— DIRECTIVES —
a – From the running club report, copy out the passage starting at "The 5km course" and ending at "ham out of it.".
b – Decide whether each statement below agrees with the running club report, answering yes or no and quoting the words of the report that settle it: (i) The 5km course was held on Cramond Beach promenade. (ii) The post script gives results as times rather than placings. (iii) The winds were strong on the day of the 5k race.
c – Write what comes next in the running club report, picking up after its last sentence.

— SELECTED TEXT —
We then waited for an inordinate amount of time to be told the wrong results. But instead of dwelling on that little saga, suffice it to say we are SCOTTISH HILL RACING CHAMPIONS! Again. A stupendous effort all around: from those who ran, supported, took pictures, baked, drove, or became injured in the process of running and walking a hard hill race.

It has been a phenomenal year of racing, training and socialising. The stunning weather of Dumyat and support for each other throughout the race really reiterated how fundamentally brilliant the Haries are and will continue to be. Bring on Harie Holiday; summer; and a future full of running, green, top people and top friendships.

‘It is one of the blessings of friends that you can afford to be stupid with them’

Ralph Waldo Emerson




*As a post script… in terms of results, placings rather than times seem more apt, due to the inaccurate nature of the chip timing results (resulting in a marshal initially winning the hill race, an impressive feat of phantom running and persuasive hypnosis…). It therefore seemed fairer to runners to state where they placed as opposed to the time they got. For timings the results are up on files on the facebook page:

Scottish 5k Road Champs

Report by Alice Florence Orr

‘A PB’s a PB, No Matter How Small’

‘You have brains in your head. You have feet in your shoes. You can steer yourself any direction you choose.’ – Dr Seuss

Out of all the moments in our lives, it is clear some are more important than others. Starting primary school; handing in final dissertations; our first Garmin. There are others, while less momentous, that are still significant, like my discovery that the majority of Dr Seuss quotes are highly accurate for university runners. Friday’s race was one of those occasions – although not high priority on the running calendar, the conditions and energy of the day led to force of PBs and memorable performances, and not least from Elisha getting his photo taken.*

The 5km course took place on Cramond Beach promenade, a picturesque spot made even lovelier by the group of green vests preparing to run the greatest 3.107 miles of their young lives. Everywhere I looked, there were men and women much fitter than me. Yet I stumbled up to the start line content in the knowledge that every finisher received a medal regardless, which wasn’t the only reason I signed up, promise. The winds were calm. The road was flat. And everyone ran the absolute green eggs and ham out of it.

A series of records

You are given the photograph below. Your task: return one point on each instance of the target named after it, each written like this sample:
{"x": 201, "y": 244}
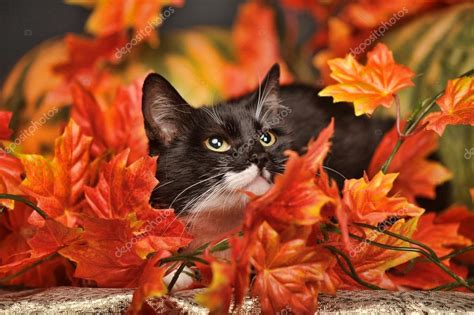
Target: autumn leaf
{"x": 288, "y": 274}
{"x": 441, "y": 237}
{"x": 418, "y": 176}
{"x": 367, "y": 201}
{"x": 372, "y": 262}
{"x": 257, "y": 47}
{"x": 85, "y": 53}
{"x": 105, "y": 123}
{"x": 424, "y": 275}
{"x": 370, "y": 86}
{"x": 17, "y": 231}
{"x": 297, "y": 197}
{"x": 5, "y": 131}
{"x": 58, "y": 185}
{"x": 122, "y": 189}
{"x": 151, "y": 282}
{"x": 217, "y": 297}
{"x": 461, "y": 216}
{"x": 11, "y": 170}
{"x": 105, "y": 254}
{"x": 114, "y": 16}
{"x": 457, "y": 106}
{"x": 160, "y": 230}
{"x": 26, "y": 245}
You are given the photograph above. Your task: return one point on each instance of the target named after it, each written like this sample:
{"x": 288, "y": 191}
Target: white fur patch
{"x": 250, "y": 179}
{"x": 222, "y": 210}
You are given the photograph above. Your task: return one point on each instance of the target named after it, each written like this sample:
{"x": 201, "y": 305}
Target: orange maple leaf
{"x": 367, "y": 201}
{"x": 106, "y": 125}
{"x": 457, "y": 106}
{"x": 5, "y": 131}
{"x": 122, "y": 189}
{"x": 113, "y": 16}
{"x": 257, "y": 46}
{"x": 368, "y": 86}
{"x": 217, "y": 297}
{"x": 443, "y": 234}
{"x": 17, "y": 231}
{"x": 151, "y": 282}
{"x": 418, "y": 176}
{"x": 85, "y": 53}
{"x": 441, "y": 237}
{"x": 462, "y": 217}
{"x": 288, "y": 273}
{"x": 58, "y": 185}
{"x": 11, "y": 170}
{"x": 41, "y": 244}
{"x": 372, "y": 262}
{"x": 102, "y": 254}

— ANSWERS FOR THE EXERCISE —
a –
The 5km course took place on Cramond Beach promenade, a picturesque spot made even lovelier by the group of green vests preparing to run the greatest 3.107 miles of their young lives. Everywhere I looked, there were men and women much fitter than me. Yet I stumbled up to the start line content in the knowledge that every finisher received a medal regardless, which wasn’t the only reason I signed up, promise. The winds were calm. The road was flat. And everyone ran the absolute green eggs and ham out of it.

b –
(i) Yes: "The 5km course took place on Cramond Beach promenade"
(ii) No: "placings rather than times seem more apt"
(iii) No: "The winds were calm."

c –
    Scott Stirling flew around the course, coming 5th with a ridiculously fast time of 14:50. I’m pretty sure he’d finished before the back of the group had even made it off the starting line. Steph Pennycook, running for Fife Athletic Club, ended with a personal record of 16:34, making her 1st fastest U20 female. An incredible achievement echoed by Elisha de Mello, who’s result of 15:03 made him 3rd fastest U20 male, and ensured we had to stand around for half an hour after the race for him to get his special medal. It was worth it however, as he, Callum Symmons (who was 3rd Harie across the line) and Ali Masson (who ran a personal best) turned out to be 1st U20M Team, snatching it from the grips of Central AC when they were incorrectly announced as the winners. I can’t say we didn’t enjoy that.

Before I continue, I’d like to stipulate that there was controversy with the timing system, as the results recorded by the chips are different to those that showed up on the clock (and my watch, for the record). Combined with several other factors that I could list but won’t (I’ll save it for writing to my local MP), it made for tense chat as we tried to figure out if Matthew Rallison had managed his sub-16 minute target. He did, marking a great end to his Captaincy, and joining the PB crew along with Ben Murphy (who knocked off an entire minute), Mike Diver, Rachel Stewart, birthday girl Iona Evans, James Bryson (at least that’s what his Strava told me), Sophie Collins, Craig Campbell (4th Harie to finish), and Tim Morgan. Hazel ‘Beth’ Murray, Linn Gjesdal and Catriona Graves all ran some impressive seasonal bests, and despite unfortunately having to pull out, we all know Emily Kearney will be back on form in no time, as her racing this year has been on point.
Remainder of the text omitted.